Task brief: Output all of the records exactly as written.

Top of Task inputs

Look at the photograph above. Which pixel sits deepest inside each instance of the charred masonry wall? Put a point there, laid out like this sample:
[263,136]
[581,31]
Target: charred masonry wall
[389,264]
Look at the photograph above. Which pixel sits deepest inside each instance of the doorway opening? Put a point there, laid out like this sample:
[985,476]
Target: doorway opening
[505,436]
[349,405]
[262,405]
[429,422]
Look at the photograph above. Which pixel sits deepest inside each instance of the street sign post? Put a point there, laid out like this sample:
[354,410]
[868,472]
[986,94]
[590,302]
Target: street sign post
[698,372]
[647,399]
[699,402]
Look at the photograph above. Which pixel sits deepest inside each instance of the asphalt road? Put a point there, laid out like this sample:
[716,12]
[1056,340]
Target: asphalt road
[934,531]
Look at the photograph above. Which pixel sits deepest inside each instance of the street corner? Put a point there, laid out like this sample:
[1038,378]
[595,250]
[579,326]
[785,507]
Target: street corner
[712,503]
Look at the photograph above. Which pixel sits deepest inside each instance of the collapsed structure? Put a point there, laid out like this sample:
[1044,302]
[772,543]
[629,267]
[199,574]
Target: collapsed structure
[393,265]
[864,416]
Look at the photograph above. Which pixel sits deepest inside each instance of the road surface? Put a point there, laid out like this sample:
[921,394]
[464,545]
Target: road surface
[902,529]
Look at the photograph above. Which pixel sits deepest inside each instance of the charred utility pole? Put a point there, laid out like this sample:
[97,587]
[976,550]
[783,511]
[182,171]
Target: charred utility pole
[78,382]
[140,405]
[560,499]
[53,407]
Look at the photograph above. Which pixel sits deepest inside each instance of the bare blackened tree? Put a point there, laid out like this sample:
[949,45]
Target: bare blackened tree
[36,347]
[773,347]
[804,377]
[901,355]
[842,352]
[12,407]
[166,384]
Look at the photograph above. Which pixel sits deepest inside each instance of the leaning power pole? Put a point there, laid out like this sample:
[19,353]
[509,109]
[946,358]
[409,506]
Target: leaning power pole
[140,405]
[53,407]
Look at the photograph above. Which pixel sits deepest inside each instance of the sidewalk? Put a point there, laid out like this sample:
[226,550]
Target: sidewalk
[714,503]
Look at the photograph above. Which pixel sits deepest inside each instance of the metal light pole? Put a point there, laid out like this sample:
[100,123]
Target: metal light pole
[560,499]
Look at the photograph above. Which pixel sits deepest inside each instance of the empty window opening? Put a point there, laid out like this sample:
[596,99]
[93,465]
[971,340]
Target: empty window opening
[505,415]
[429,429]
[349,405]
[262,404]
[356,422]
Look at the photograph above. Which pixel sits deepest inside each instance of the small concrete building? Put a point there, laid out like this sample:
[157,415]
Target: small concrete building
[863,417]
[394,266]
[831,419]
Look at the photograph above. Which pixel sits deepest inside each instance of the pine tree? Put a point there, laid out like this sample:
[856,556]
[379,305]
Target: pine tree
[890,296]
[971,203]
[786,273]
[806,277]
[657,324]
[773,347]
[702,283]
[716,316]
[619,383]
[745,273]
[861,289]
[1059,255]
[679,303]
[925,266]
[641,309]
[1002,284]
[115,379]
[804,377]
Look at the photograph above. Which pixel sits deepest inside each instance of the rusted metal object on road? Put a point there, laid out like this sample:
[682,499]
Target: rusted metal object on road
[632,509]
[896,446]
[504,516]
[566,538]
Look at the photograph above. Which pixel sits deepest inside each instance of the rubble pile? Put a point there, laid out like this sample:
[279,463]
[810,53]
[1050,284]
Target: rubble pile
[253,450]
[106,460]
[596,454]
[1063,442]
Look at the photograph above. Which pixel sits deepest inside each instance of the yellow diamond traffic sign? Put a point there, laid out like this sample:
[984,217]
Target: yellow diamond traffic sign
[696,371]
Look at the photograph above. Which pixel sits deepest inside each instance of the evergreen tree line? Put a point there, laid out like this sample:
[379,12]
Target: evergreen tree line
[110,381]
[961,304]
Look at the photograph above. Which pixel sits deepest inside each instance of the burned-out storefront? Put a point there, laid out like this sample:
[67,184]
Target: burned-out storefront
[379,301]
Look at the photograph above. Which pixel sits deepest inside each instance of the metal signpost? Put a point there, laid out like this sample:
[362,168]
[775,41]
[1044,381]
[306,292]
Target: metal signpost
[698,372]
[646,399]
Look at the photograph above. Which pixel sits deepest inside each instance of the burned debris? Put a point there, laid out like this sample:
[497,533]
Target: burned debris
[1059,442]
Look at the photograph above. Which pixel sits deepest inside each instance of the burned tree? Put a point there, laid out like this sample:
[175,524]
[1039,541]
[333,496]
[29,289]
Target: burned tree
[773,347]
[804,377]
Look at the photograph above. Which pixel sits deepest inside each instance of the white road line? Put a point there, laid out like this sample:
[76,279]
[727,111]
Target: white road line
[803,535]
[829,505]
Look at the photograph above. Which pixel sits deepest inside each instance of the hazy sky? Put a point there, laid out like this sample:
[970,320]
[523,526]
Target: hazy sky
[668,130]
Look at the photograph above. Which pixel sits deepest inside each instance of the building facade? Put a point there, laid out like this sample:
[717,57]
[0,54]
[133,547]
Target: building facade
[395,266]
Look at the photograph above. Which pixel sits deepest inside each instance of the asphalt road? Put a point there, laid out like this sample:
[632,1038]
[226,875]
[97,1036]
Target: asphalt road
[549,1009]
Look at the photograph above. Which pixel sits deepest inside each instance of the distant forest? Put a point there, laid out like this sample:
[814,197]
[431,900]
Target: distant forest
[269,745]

Bottom of Task inputs

Solution:
Look at the photograph above. Which pixel sits deepest inside each instance of the charred masonry wall? Put a point there, laid out like this sample:
[263,136]
[581,31]
Target: charred masonry wall
[389,264]
Look at the photograph above. Which pixel sits deepest inside each instance of the doorway opening? Put a point there, laid out like this sample:
[985,476]
Target: doorway opening
[505,436]
[349,405]
[262,405]
[429,422]
Look at the photograph above. Which pixel sits deepest inside each instance of the street sign post? Put a point there, laid out like this sample:
[354,410]
[868,472]
[986,94]
[590,302]
Target: street sign post
[698,372]
[647,399]
[699,402]
Look at the photograph above. Which pixel sits deepest inside each instance of the asphalt road? Put a point there, laid out like this sample:
[716,12]
[1056,340]
Target: asphalt road
[934,531]
Look at the photograph above. Which pixel sits deepest inside each instance of the street corner? Put a point there, laid out like this sample:
[1038,378]
[595,250]
[579,326]
[785,507]
Target: street corner
[712,503]
Look at the photograph above. Which pixel sits deepest inside each instance of the collapsed structure? Put a point there, laid out like this sample:
[1044,302]
[772,543]
[629,267]
[199,574]
Target: collapsed structure
[393,265]
[864,416]
Look at the photograph above. Which pixel sits deepest inside each instance of the road surface? Put a point there, laid out like this sample:
[921,394]
[464,545]
Target: road surface
[902,529]
Look at the photograph above. Which pixel sits deepest inside each instance of the charred utility pole? Put a point there, laid out like this sample:
[97,587]
[976,550]
[783,511]
[182,171]
Target: charred utility pole
[78,382]
[140,405]
[560,499]
[53,407]
Look at the photograph above. Which pixel sits deepest inside each instance of the bare blackened tree? Put a point there, laid out like this sample:
[949,45]
Target: bare blackened tree
[36,347]
[773,347]
[804,377]
[901,355]
[842,352]
[12,407]
[166,384]
Look at the photograph above. Which pixel sits deepest inside each instance of the leaning power pole? Put a point there, laid out like this sample:
[19,353]
[509,109]
[946,358]
[409,506]
Target: leaning power pole
[140,405]
[53,407]
Look at the photograph above. Which pixel sits deepest inside each instance of the sidewalk? Put a point there, laid out like this sample:
[226,550]
Target: sidewalk
[714,503]
Look at the photograph above. Which pixel sits deepest inside each instance of the metal light pole? Put a point there, laid out like this sample:
[100,123]
Target: metal light pole
[560,499]
Look at the photograph above. Which pixel sits deepest inside each instance of the empty window opening? Put a point there, laid out like this sample:
[596,99]
[93,465]
[971,340]
Target: empty window opening
[505,415]
[429,429]
[349,405]
[262,404]
[356,422]
Look at the photograph above. Which pixel sits deepest inside each instance of the small concrete building? Put a point there, laid out like this sample:
[157,415]
Target: small concrete building
[863,417]
[394,266]
[831,419]
Look at the photograph above. Which pixel sits deepest inside each instance of the pine tree? Put a point there, laid out like this sample:
[856,556]
[379,305]
Target: pine tree
[890,296]
[971,203]
[786,273]
[806,277]
[657,324]
[773,347]
[702,283]
[716,316]
[619,383]
[745,273]
[861,289]
[1059,255]
[679,303]
[925,266]
[641,309]
[1002,284]
[115,379]
[804,377]
Look at the photograph above. Which pixel sits deepest inside each instance of the rusted metal object on road? Put a point there, laid out like this sample:
[682,499]
Target: rusted metal object on road
[632,509]
[896,446]
[504,516]
[566,538]
Look at the photograph above. Which pixel sits deepest inside each instance of the rubble pile? Put a point there, laid out like this sample:
[279,463]
[810,53]
[1050,284]
Target: rubble pile
[253,450]
[106,460]
[596,454]
[1063,442]
Look at the photograph above. Which pixel sits deepest inside each instance of the yellow diamond traffic sign? Put a point there, laid out like this sample:
[984,217]
Target: yellow diamond traffic sign
[696,371]
Look at the photograph above. Which pixel sits deepest inside each instance of the evergreen tree line? Put a point there, laid out like this sample:
[379,12]
Target: evergreen tree line
[110,381]
[961,304]
Look at the photograph above. Which pixel sits deepest inside each instance of the burned-out storefront? Put a point there, laid out like this sample:
[67,184]
Target: burned-out storefront
[379,301]
Look at the photograph above. Which pixel sits deepest inside each instance of the metal signpost? Put a point there, laid out like this sample:
[362,168]
[775,41]
[1044,381]
[306,292]
Target: metal signpost
[698,372]
[646,399]
Look at the photograph above. Which pixel sits deepest inside each instance of the burned debris? Put a point there, laid out like this sample:
[497,533]
Target: burned debris
[1059,442]
Look at the photograph above. Which pixel sits deepest inside each instance of the burned tree? Put a point there, laid out like this sample:
[175,524]
[1039,541]
[333,496]
[29,289]
Target: burned tree
[773,347]
[804,377]
Look at the photograph above. Which pixel sits deepest inside each instance of the white road line? Put a point there, laid out like this sample:
[76,279]
[727,111]
Target: white road line
[803,535]
[829,505]
Look at the photograph above. Which pixel sits deepest inside each instance of the hazy sky? Put a point there, laid out like this sample:
[970,320]
[523,526]
Target: hazy sky
[668,130]
Look at the photograph above. Which pixel sits deepest inside each instance of the building facade? Put a point there, laid out like this sample:
[717,57]
[0,54]
[133,547]
Target: building facade
[395,266]
Look at the photograph above. Which pixel sits deepest inside each instance of the asphalt road? Put a point there, laid out like this sample:
[632,1038]
[226,875]
[97,1036]
Target: asphalt road
[549,1009]
Look at the photograph above. Which pixel sits deepest inside each instance of the distant forest? Put a point there, laid out like this sample:
[814,197]
[431,900]
Target: distant forest
[269,745]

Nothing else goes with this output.